• **Task to complete**: The records that follow are to be repeated exactly, with the pictures removed.

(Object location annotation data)
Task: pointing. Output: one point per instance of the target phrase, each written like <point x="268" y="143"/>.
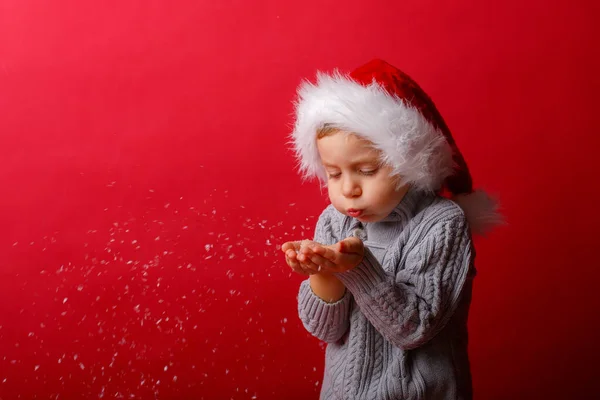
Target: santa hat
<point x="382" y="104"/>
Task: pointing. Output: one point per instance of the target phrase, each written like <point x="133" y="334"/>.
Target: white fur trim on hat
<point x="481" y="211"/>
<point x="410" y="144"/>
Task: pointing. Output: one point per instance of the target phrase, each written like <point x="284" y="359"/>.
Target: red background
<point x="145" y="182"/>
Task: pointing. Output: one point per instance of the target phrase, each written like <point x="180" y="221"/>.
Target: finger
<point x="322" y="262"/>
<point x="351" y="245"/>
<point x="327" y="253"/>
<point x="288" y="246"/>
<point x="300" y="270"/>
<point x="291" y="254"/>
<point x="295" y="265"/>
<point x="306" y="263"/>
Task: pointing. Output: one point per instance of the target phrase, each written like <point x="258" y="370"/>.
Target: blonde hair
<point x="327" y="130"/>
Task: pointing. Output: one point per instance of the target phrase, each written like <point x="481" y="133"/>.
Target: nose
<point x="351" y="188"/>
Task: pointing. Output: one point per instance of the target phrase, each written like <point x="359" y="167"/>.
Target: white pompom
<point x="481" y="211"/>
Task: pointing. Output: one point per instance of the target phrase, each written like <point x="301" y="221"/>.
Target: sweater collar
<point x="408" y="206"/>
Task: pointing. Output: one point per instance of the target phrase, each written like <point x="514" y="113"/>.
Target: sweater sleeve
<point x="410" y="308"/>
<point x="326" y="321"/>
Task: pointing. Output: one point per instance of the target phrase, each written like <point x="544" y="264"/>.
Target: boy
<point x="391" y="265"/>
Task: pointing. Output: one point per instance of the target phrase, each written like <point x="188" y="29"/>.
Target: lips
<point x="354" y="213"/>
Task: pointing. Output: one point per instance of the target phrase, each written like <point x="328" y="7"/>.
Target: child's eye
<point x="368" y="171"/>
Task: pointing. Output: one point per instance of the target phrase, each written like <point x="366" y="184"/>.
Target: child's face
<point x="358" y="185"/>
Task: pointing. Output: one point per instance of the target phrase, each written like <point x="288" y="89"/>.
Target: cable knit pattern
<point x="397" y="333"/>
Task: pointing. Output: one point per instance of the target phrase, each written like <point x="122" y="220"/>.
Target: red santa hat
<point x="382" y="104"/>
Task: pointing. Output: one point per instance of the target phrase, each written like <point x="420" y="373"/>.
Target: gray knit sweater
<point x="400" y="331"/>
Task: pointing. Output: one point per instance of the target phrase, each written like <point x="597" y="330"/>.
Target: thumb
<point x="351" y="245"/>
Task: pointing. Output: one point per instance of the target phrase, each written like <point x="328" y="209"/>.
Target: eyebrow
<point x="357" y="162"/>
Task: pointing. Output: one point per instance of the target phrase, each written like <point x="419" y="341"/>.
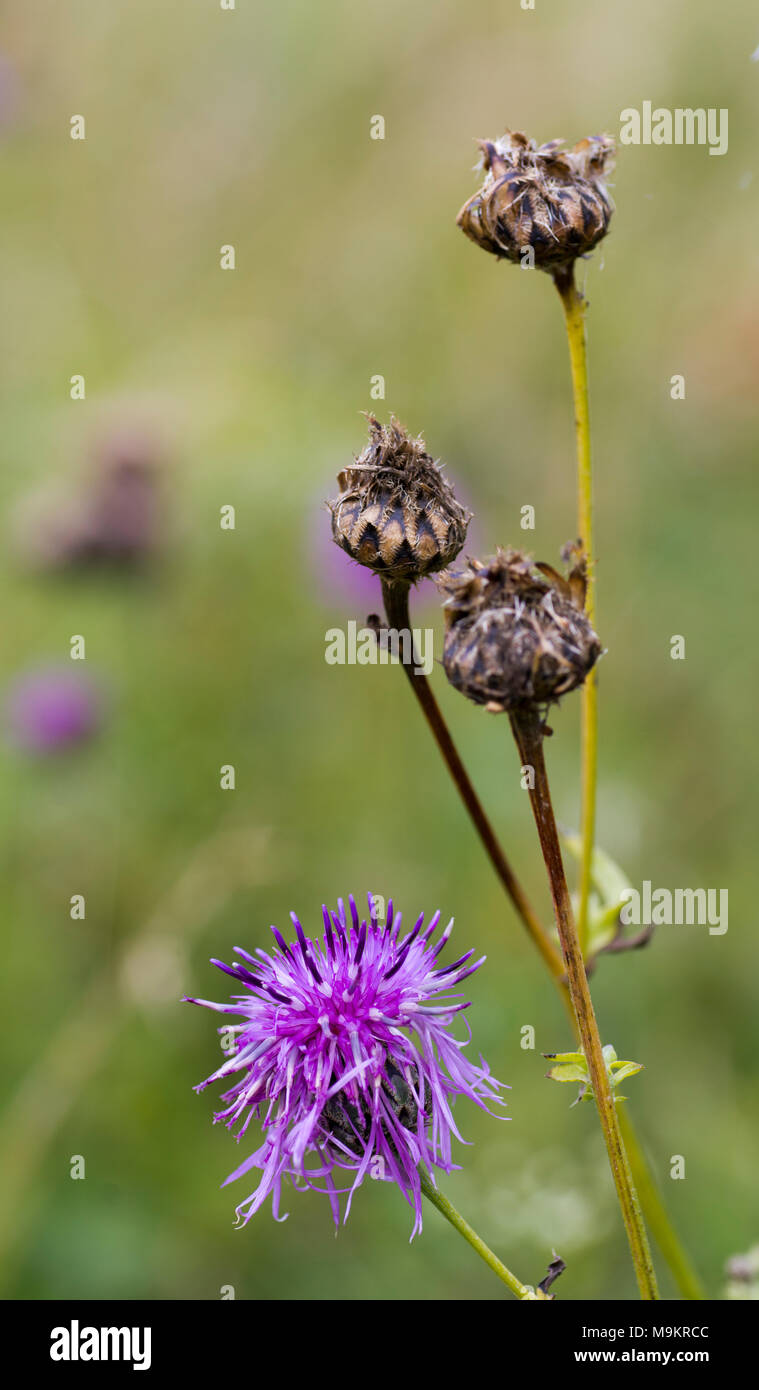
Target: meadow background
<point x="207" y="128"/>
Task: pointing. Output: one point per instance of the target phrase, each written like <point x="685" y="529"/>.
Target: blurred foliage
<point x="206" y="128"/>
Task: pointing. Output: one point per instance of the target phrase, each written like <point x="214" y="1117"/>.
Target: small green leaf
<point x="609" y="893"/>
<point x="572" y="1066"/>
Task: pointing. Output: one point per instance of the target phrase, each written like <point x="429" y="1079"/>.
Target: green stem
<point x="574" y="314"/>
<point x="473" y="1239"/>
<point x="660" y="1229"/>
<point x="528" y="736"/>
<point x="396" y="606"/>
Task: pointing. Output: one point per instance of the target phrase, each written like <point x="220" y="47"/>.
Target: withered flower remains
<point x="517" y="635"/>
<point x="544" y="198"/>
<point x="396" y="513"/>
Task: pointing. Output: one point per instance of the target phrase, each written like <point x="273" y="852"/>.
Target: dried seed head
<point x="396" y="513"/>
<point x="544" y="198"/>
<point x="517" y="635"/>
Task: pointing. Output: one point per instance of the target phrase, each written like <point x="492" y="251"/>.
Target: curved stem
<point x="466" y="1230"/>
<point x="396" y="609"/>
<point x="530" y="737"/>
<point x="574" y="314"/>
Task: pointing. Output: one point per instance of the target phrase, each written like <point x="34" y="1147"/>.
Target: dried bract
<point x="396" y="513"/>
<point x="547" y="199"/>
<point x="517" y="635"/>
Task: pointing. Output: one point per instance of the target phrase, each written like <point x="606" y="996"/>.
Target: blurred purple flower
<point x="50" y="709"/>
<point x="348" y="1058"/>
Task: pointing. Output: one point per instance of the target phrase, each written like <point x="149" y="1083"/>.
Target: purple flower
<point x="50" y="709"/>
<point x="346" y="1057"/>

• **Output**:
Task: pointing. Output: one point per instance of the target phrase, each written like <point x="268" y="143"/>.
Target: santa hat
<point x="382" y="104"/>
Task: pointing. Output: one point per instance of the target phrase, each written like <point x="133" y="334"/>.
Target: white fur trim on hat
<point x="481" y="211"/>
<point x="410" y="144"/>
Task: pointing. Output: one point per instance of the target phrase, each written like <point x="284" y="359"/>.
Target: red background
<point x="145" y="182"/>
Task: pointing. Output: one point per instance of the target phrase, each written like <point x="180" y="221"/>.
Target: finger
<point x="322" y="262"/>
<point x="351" y="245"/>
<point x="327" y="253"/>
<point x="288" y="246"/>
<point x="300" y="270"/>
<point x="291" y="254"/>
<point x="295" y="265"/>
<point x="306" y="263"/>
Task: pointing. Output: one point per instance of the target phrase, each written like <point x="258" y="370"/>.
Target: blonde hair
<point x="327" y="130"/>
Task: pointing. Output: one point per instance of the target phrase, each written like <point x="481" y="133"/>.
Target: nose
<point x="351" y="188"/>
Task: pointing. Output: one point per instance of the target phrase, each written like <point x="359" y="167"/>.
Target: white pompom
<point x="481" y="211"/>
Task: pointing. Output: one point per instance of the target phrase, each written like <point x="301" y="221"/>.
Target: sweater collar
<point x="408" y="206"/>
Task: pointing. Output: one point per instance of the target phrase, each written like <point x="514" y="113"/>.
Target: sweater sleeve
<point x="410" y="308"/>
<point x="326" y="321"/>
Task: pointing. Output: one point per instance of the target phrase, each written like <point x="544" y="264"/>.
Target: boy
<point x="391" y="265"/>
Task: pointing. Output: one point per instance of the target phrase, each written like <point x="188" y="29"/>.
Target: lips
<point x="354" y="213"/>
Task: pointing. Output: one point per instance of the target phrase, each written like <point x="328" y="7"/>.
Target: child's eye
<point x="368" y="171"/>
Task: pointing. Output: one point per instance of the target phrase, each written like <point x="366" y="184"/>.
Target: child's face
<point x="358" y="185"/>
Task: pointing. Output: one point per instance of the target phrase, each written like <point x="288" y="89"/>.
Target: cable knit pattern
<point x="397" y="333"/>
Task: pointing. Output: one point per instance of the target phrase, each written like <point x="122" y="220"/>.
Target: red santa hat
<point x="382" y="104"/>
Task: pointing. Output: one point per instance of the target phrase, each written like <point x="420" y="373"/>.
Target: gray knit sweater
<point x="400" y="331"/>
Task: pointing. Output: one point per instance of the target phrase, each written like <point x="597" y="330"/>.
Target: thumb
<point x="351" y="245"/>
Task: pointing. Output: one point per instance of the target phrase, each written like <point x="328" y="209"/>.
Target: eyebrow
<point x="357" y="162"/>
Task: pointing. Output: one point per instance of the target phrase, each written like <point x="419" y="341"/>.
Target: meadow background
<point x="207" y="128"/>
Task: pointing. Output: one point per instance of the target phrase, each written like <point x="685" y="529"/>.
Target: blurred foliage
<point x="206" y="128"/>
Task: pointing. Output: one point per instance of the target phrase, each written like <point x="214" y="1117"/>.
Target: small green leaf
<point x="609" y="893"/>
<point x="572" y="1066"/>
Task: pointing. Output: one point per instance of the target phrase, each written like <point x="429" y="1079"/>.
Target: green stem
<point x="574" y="314"/>
<point x="473" y="1239"/>
<point x="660" y="1229"/>
<point x="528" y="736"/>
<point x="396" y="606"/>
Task: pointing. Output: one point per instance of the target phrase, each written like <point x="220" y="47"/>.
Target: withered flower remains
<point x="517" y="635"/>
<point x="544" y="198"/>
<point x="396" y="513"/>
Task: pointing. Output: one point per instance of the target phrase, each written like <point x="273" y="852"/>.
Target: dried seed head
<point x="396" y="513"/>
<point x="544" y="198"/>
<point x="517" y="635"/>
Task: pointing. Output: one point per instance of the target phrase, each written like <point x="492" y="251"/>.
Target: curved stem
<point x="466" y="1230"/>
<point x="396" y="609"/>
<point x="530" y="737"/>
<point x="574" y="314"/>
Task: pointing. Output: one point per instance of the target phrase, each written like <point x="34" y="1147"/>.
Target: dried bract
<point x="396" y="513"/>
<point x="547" y="199"/>
<point x="517" y="635"/>
Task: pointing. Output: one point per instance of the target phrase, each written like <point x="606" y="996"/>.
Target: blurred purple flower
<point x="50" y="709"/>
<point x="348" y="1058"/>
Task: pointing. Output: one point per instance of the target phrase, each written like <point x="149" y="1083"/>.
Target: purple flower
<point x="50" y="709"/>
<point x="346" y="1057"/>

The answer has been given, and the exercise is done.